- Task details -
Retype, unchanged, the stretch of entries from the line containing "Scan for red bangle in the frame." through the line containing "[[0, 92, 215, 479]]", including both of those lines.

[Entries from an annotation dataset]
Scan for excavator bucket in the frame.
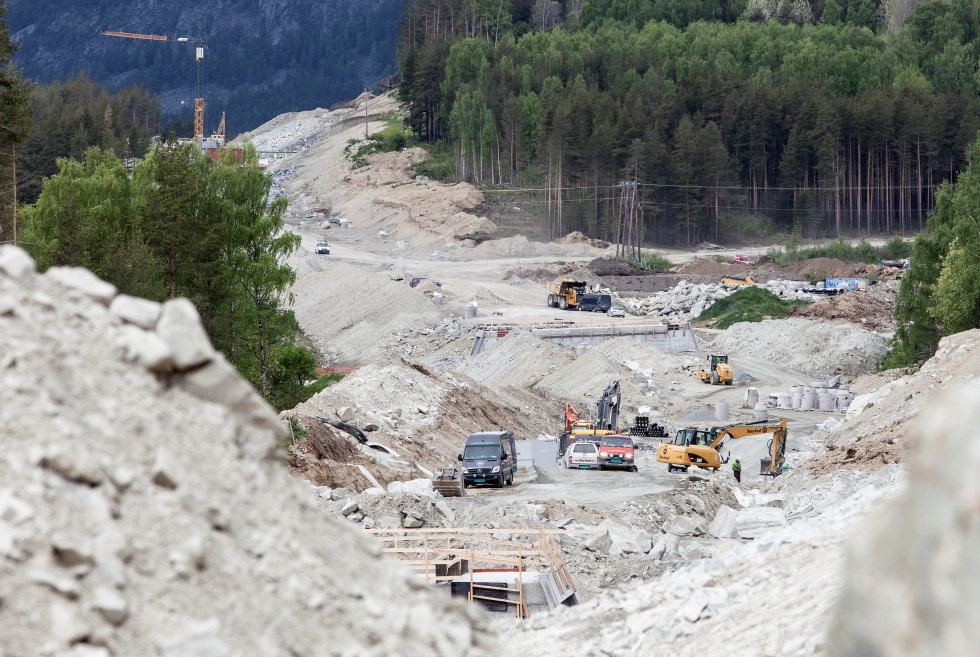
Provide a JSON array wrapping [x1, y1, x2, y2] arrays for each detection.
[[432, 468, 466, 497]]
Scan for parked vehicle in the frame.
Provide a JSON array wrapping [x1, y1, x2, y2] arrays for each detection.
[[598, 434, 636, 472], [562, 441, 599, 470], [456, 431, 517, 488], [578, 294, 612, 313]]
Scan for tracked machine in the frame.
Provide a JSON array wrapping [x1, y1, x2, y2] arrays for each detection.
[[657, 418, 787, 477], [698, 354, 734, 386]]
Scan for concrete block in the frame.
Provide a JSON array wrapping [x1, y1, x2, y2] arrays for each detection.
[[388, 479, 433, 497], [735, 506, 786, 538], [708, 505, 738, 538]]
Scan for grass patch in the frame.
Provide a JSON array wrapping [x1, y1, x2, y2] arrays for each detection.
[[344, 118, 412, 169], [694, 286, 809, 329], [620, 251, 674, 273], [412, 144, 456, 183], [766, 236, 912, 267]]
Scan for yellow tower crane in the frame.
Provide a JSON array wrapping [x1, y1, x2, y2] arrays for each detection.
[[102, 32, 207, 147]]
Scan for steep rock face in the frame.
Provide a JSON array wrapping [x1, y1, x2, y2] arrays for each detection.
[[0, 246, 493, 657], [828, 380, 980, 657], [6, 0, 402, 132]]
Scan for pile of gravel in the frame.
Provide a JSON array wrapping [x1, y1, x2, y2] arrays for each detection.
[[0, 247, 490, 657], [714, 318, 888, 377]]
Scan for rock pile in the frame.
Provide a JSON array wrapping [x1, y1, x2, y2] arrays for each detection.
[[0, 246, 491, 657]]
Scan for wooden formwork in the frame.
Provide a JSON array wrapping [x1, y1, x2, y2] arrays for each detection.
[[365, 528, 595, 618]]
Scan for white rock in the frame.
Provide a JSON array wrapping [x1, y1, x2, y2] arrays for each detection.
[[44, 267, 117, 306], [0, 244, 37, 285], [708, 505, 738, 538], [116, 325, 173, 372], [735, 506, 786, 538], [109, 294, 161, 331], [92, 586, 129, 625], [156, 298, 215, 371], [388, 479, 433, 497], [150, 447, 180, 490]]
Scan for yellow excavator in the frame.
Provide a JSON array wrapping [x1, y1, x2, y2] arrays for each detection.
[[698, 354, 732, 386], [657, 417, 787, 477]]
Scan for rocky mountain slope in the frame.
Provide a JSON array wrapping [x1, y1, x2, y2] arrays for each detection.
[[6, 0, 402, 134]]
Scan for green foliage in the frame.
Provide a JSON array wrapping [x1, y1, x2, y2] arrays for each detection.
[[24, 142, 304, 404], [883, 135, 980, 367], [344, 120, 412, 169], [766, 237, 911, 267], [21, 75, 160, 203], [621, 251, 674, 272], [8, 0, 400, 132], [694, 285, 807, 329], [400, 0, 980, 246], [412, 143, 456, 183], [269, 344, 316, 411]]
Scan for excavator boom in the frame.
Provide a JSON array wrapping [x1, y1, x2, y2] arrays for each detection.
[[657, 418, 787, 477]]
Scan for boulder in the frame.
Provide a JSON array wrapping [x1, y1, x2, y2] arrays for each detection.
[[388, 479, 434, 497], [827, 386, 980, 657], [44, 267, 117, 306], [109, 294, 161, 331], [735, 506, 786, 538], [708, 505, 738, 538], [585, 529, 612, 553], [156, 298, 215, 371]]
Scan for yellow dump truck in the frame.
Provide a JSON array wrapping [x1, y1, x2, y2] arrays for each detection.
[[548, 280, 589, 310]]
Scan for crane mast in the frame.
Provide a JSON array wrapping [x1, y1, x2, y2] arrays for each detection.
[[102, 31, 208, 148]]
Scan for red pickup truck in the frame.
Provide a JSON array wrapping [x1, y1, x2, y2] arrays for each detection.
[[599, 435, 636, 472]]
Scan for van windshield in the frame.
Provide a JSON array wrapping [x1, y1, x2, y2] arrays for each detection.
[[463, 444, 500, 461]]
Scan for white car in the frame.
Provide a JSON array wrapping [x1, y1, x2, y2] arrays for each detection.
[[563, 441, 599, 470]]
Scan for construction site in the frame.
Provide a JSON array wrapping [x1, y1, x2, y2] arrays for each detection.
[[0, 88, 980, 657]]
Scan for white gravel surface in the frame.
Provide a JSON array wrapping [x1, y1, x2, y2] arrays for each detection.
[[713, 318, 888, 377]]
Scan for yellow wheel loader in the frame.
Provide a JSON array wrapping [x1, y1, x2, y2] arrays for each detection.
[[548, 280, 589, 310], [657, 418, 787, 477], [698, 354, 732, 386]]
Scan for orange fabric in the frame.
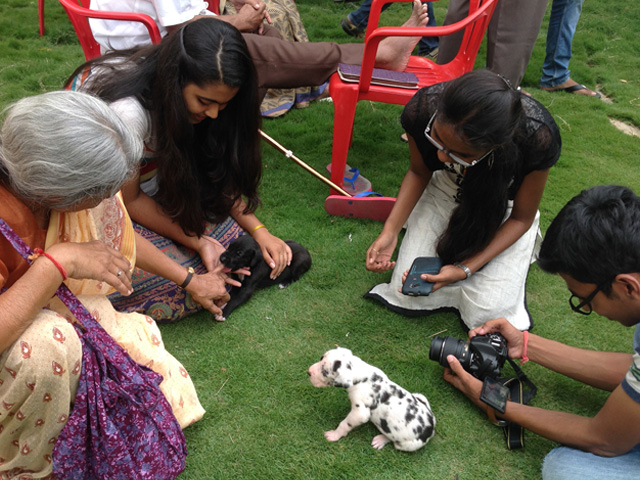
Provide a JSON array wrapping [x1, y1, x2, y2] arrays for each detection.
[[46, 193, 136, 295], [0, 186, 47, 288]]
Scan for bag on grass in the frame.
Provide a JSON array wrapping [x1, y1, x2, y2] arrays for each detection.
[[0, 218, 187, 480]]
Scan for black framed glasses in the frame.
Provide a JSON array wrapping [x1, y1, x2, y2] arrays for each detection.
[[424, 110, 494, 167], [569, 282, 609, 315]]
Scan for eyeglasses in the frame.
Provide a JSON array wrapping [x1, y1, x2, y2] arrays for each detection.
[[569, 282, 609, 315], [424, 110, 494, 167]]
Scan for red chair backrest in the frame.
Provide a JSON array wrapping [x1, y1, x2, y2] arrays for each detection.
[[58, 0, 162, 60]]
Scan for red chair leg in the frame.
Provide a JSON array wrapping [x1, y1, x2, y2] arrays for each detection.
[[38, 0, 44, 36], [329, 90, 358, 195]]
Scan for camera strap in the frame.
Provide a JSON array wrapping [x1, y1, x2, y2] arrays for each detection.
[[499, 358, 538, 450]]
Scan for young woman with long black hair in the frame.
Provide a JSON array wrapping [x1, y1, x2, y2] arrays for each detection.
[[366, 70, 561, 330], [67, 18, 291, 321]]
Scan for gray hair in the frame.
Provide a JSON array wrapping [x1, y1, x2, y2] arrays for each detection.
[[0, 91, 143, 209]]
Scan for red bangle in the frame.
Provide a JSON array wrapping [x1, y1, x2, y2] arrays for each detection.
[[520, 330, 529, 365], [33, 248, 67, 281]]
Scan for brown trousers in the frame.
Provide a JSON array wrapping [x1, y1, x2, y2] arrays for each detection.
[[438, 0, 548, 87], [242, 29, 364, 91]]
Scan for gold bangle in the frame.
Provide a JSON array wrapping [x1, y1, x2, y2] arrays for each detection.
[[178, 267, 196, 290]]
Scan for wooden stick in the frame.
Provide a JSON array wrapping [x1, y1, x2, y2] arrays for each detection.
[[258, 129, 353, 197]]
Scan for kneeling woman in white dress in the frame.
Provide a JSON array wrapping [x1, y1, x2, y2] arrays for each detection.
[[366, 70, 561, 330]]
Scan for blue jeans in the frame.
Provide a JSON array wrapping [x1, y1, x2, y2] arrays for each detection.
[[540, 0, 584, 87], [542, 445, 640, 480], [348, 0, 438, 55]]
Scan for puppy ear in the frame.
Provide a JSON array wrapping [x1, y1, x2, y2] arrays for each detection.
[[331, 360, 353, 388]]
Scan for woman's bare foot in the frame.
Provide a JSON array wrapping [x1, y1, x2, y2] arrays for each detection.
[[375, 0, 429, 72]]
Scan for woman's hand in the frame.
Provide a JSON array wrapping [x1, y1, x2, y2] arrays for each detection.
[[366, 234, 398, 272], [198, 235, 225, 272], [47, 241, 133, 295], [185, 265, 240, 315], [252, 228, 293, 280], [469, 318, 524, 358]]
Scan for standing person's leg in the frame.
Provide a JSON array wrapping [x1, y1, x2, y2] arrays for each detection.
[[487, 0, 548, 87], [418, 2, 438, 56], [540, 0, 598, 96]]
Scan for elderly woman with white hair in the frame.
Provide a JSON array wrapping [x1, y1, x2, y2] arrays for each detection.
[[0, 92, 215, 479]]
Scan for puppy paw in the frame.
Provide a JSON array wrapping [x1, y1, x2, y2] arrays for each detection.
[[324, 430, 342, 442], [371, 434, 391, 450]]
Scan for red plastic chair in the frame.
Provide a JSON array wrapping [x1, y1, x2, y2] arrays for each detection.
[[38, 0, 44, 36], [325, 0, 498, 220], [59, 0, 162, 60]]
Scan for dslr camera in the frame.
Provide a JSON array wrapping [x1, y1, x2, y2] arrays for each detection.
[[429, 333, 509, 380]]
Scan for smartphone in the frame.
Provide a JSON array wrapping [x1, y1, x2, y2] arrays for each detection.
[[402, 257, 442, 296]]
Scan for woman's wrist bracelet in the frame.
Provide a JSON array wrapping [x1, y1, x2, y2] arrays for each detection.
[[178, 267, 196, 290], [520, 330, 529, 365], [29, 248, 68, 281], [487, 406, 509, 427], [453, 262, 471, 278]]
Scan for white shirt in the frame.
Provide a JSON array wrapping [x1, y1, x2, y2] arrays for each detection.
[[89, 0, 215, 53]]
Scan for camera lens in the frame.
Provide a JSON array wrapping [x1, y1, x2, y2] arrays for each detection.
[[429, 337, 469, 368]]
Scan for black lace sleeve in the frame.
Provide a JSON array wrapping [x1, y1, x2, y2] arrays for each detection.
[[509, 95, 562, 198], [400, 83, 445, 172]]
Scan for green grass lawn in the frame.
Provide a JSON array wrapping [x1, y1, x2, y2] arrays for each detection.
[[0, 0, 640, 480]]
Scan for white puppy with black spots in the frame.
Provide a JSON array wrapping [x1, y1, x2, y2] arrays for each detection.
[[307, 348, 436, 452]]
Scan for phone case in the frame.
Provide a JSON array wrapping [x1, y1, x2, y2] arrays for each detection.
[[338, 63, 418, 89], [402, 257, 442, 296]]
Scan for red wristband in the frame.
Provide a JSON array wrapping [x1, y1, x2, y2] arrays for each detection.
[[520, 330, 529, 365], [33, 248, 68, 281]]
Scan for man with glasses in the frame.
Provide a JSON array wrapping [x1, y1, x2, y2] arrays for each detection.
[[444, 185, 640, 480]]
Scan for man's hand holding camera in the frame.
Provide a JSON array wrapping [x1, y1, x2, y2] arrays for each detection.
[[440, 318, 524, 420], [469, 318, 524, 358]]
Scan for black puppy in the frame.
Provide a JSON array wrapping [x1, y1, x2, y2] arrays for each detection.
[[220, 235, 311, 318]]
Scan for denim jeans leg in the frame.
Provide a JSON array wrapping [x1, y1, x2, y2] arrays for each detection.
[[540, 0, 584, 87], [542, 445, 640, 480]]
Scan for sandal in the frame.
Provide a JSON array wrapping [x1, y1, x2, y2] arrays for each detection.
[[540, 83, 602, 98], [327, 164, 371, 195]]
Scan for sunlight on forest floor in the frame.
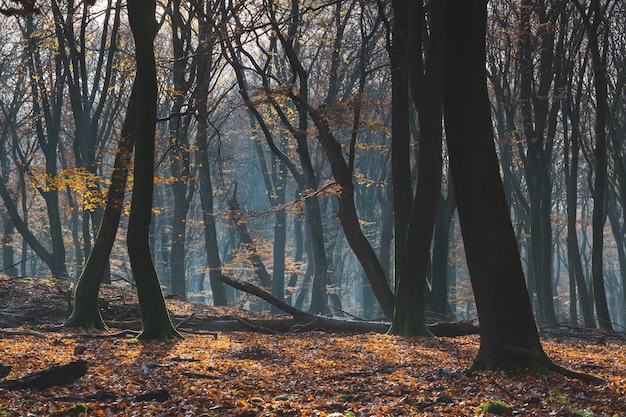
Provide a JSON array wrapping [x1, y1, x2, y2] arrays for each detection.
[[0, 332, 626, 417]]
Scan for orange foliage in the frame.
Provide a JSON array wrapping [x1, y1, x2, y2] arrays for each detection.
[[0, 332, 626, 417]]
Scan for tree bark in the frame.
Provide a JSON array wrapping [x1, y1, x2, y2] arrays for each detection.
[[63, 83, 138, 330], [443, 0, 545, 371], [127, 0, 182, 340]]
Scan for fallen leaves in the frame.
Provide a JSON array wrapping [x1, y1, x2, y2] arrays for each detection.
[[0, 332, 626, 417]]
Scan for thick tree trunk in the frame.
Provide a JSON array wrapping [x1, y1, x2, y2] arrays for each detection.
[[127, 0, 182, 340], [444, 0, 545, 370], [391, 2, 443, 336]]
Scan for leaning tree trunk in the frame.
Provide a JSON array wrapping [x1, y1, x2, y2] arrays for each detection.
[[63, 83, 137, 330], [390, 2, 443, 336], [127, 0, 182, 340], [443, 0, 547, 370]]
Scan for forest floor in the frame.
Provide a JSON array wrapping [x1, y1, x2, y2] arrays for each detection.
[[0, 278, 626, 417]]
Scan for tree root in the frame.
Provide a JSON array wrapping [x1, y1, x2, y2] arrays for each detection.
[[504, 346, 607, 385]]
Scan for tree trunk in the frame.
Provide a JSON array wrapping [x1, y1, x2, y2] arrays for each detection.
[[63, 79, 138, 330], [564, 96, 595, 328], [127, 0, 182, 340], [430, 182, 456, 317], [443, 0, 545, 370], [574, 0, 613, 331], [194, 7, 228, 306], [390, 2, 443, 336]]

- Reply to the exercise -
Scan for red bangle in the frame.
Provide a JSON array wrapping [x1, y1, x2, y2] arrays for each detection.
[[520, 330, 529, 365], [33, 248, 67, 281]]
Scan for brown trousers in the frame.
Provide a JSON array wrapping [x1, y1, x2, y2] arrays for each detection.
[[438, 0, 548, 87], [242, 29, 364, 91]]
Scan for gold bangle in the frame.
Provide a JSON array wrapping [x1, y1, x2, y2] arrays for each detection.
[[178, 267, 196, 290]]
Scan for wooden stick in the frame.
Provide a JSON array wrapping [x1, y1, x2, y2] arrays for each detection.
[[258, 129, 353, 197]]
Scan for kneeling woman in white dress in the frame.
Provide a JSON array wrapping [x1, y1, x2, y2] arrays for each detection.
[[366, 70, 561, 330]]
Scan for blue jeans in the frame.
Provide a JSON array wrapping [x1, y1, x2, y2] arrays for each detection.
[[540, 0, 584, 87], [542, 445, 640, 480], [348, 0, 438, 55]]
Scan for puppy ear in the frame.
Provide a JSON array wrapping [x1, y1, x2, y2] arrays for each detection.
[[331, 360, 353, 388]]
Scan for woman's bare foot in the frame.
Provide a JSON array wrapping [x1, y1, x2, y2] arrays for each detection.
[[375, 0, 429, 72]]
Scan for woman's hand in the frame.
Provide a JSON array wrapping [x1, y1, x2, y2] arrays for each detection.
[[366, 234, 398, 272], [198, 235, 225, 272], [47, 241, 133, 295], [185, 265, 240, 315], [252, 228, 293, 280], [469, 318, 524, 358]]
Scan for standing person's leg in the frame.
Provide a JSON array wrapping [x1, y1, x2, y2] arrays for each detection.
[[487, 0, 548, 87], [418, 2, 438, 56], [540, 0, 598, 96]]
Scan for elderly woman with white hair in the frame.
Provide a JSON array wrapping [x1, y1, x2, y2] arrays for each detection.
[[0, 92, 215, 479]]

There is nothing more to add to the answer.